> **Questions on the material**:
- 1) Reproduce the passage of the power relays article starting with "The relay presents" and going on through "start stop circuit.".
- 2) Answer these questions using the power relays article:
(a) What method solves the first learning challenge?
(b) Why is an AC current easier to interrupt than a DC current?
(c) Which pair of contact ratings is given as an example of a relay's dual specifications?
- 3) Pick up the power relays article after its final sentence and keep writing it.

> **Source text**:
————————

An Engineer's Perspective on Power Relays

The relay presents a learning challenge to the uninitiated. The first challenge involves mastering the difference between coil and contact including the distinction between normally open and normally closed. The second challenge involves an understanding of the dynamic nature of coil, contact, and the inductive nature of most loads.

The first learning challenge is solved using ladder logic. Students learn to appreciate the difference between coil and contact by constructing elementary logic gates. They also learn how to construct primitive relay-based memory circuits by constructing the 3-wire start stop circuit.

The learning challenge associated with relay dynamics requires considerably more study. Here the term dynamics is associated with both coil and contact. For example, the relay’s coil acts as an inductor. It takes time to build the magnetic field and time to dissipate the energy. The dynamics associated with dissipating the coil’s energy has a profound impact on the time it takes to open the relay.

The dynamics associated with the load adds another layer of complexity. For example, we know that AC currents are easier to interrupt than DC currents. The fact that the current passes though zero twice a cycle makes it easier to extinguish the arc. This is reflected in the dual specifications for a relay’s contacts such as 277 VAC but only 110 VDC. There is often an additional stipulation about inductive loads as an inductor can sustain an arc across opening contacts thereby reducing the life of the relay through contact pitting. Note that the previously mentioned speed of contact opening will impact relay life especially if the relay/contactor is used to drive large inductive loads.

Must-know facts about power relays

  • Family relations: Most relays are offered as member of a family. The simplest relays are often manufactured with discrete coil voltages to meet your needs. Examples include DC coils with voltage such as 5, 12, 24, and 100 VDC or AC coils with voltages such as 24, 120, 240, 277 VAC. Industrial relays are often provided with DIN rail sockets and a host of accessories. For example, consider this Finder brand relay which includes a time delay option.

————————

> **Excerpted records**:
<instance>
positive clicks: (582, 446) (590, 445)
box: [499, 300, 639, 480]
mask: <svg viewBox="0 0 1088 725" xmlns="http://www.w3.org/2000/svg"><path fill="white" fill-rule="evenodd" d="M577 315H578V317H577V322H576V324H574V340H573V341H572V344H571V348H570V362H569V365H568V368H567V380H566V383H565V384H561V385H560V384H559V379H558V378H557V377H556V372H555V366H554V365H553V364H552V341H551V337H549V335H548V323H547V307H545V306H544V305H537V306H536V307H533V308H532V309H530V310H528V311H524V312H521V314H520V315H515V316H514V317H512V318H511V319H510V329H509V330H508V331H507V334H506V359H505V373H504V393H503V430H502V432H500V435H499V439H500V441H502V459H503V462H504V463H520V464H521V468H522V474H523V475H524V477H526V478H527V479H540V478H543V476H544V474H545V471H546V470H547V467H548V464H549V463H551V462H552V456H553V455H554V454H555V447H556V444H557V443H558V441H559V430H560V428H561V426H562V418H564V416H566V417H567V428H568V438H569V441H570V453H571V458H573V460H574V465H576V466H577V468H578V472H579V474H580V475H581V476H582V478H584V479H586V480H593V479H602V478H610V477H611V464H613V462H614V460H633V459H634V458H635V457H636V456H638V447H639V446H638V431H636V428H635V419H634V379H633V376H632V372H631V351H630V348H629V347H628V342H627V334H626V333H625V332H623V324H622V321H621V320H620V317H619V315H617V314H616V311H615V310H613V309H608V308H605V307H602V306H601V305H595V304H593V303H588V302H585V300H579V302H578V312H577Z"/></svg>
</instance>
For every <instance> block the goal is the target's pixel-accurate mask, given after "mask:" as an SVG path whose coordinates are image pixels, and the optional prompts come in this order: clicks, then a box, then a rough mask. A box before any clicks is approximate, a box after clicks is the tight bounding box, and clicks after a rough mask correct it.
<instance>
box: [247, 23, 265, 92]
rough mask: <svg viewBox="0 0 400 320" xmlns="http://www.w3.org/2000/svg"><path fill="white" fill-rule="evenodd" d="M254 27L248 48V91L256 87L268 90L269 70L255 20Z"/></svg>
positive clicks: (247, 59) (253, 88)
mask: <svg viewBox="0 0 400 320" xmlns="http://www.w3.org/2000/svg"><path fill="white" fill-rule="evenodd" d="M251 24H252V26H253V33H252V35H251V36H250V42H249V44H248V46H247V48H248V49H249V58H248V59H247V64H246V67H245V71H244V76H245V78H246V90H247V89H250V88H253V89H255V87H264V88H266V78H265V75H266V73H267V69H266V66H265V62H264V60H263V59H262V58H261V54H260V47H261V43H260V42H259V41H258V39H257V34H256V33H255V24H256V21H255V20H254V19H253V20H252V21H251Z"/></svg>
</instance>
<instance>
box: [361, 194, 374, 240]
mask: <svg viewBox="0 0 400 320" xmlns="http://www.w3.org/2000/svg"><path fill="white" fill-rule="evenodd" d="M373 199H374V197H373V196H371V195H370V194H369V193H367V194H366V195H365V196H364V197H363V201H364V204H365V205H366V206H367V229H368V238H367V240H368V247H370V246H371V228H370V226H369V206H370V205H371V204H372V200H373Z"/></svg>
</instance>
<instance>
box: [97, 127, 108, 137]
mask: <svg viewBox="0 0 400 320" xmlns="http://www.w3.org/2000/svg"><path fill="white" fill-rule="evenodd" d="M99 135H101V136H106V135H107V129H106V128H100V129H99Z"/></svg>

————————

> **Answers**:
- 1)
The relay presents a learning challenge to the uninitiated. The first challenge involves mastering the difference between coil and contact including the distinction between normally open and normally closed. The second challenge involves an understanding of the dynamic nature of coil, contact, and the inductive nature of most loads.

The first learning challenge is solved using ladder logic. Students learn to appreciate the difference between coil and contact by constructing elementary logic gates. They also learn how to construct primitive relay-based memory circuits by constructing the 3-wire start stop circuit.

- 2)
(a) Ladder logic.
(b) The current passes through zero twice a cycle, which makes it easier to extinguish the arc.
(c) 277 VAC but only 110 VDC.

- 3)
  • Inductive kick: A relay’s coil develops a magnetic field that acts on the armature. By definition, this is a large inductor with energy stored in a magnetic field. Like all inductors, this magnetic field will cause a spike — often several hundred volts — when the coil is turned off. This flyback voltage must be addressed, especially if a BJT or MOSFET is used to control the relay. For smaller relays, a 1N4004 diode may be placed in placed in parallel with the relay’s coil. Larger relays driving inductive loads would benefit from a Zener or TVS diode.

Tech Tip: Don’t forget the flyback diode. I once made this mistake and had a very embarrassing presentation. The equipment clicked on twice and then failed in the closed position. Without the diode I had destroyed the drive transistor.

  • Sinking vs Sourcing: The terms sinking and sourcing are often associated with relays, Programmable Logic Controllers (PLC), and associated sensors. The terms are used to describe how a load is powered.
    • With a sourcing circuit the relay’s contact is placed between the positive connection of the power source and the load.
    • With a sinking circuit the relay’s contact is placed in the return leg of the load.

Tech Tip: Many PLC families offer three different types of digital outputs including relays, semiconductor sourcing, and semiconductor sinking. A complete understanding of the terms sinking and sourcing is required to wire and troubleshoot the PLC-based circuits.

Looking forward to a continuing the conversation on this forum.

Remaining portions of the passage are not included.